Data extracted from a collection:
=== Section Start ===

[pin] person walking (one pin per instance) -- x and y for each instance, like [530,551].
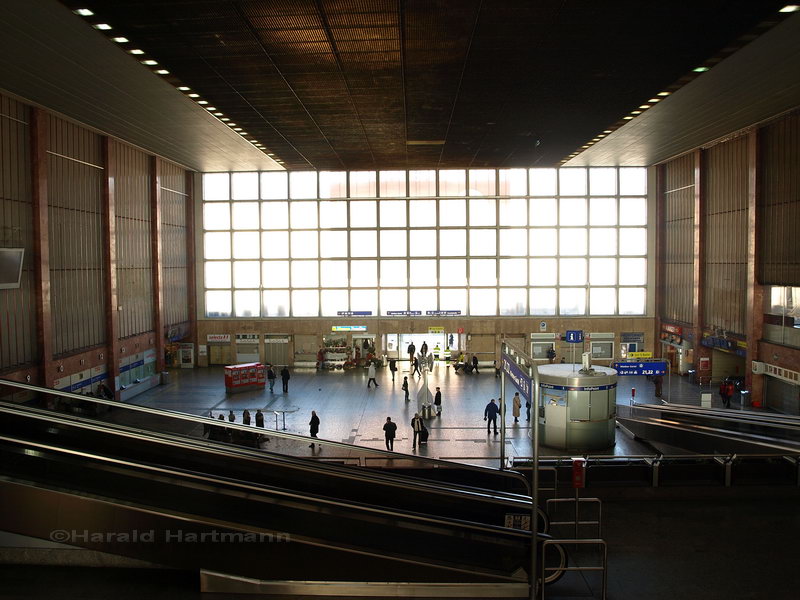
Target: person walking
[490,416]
[285,377]
[389,431]
[416,366]
[371,374]
[313,426]
[416,426]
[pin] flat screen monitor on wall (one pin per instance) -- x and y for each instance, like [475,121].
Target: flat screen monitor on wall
[10,267]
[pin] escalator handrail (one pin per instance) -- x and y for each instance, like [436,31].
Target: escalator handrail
[249,488]
[206,446]
[274,433]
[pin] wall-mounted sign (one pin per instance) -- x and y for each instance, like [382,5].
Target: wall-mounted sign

=== Section End ===

Look above for the line containing "Target: person walking". Output from there through the line containing "[pin] escalator handrail", exactly and inclusively.

Target: person walking
[490,416]
[285,377]
[389,431]
[416,366]
[371,374]
[313,426]
[416,426]
[pin] flat screen monitor on wall (one pin per instance) -- x and y for each instance, like [475,121].
Target: flat screen monitor on wall
[10,267]
[pin] escalator handrail (one pin per instance) -- x and y for each instance, like [436,31].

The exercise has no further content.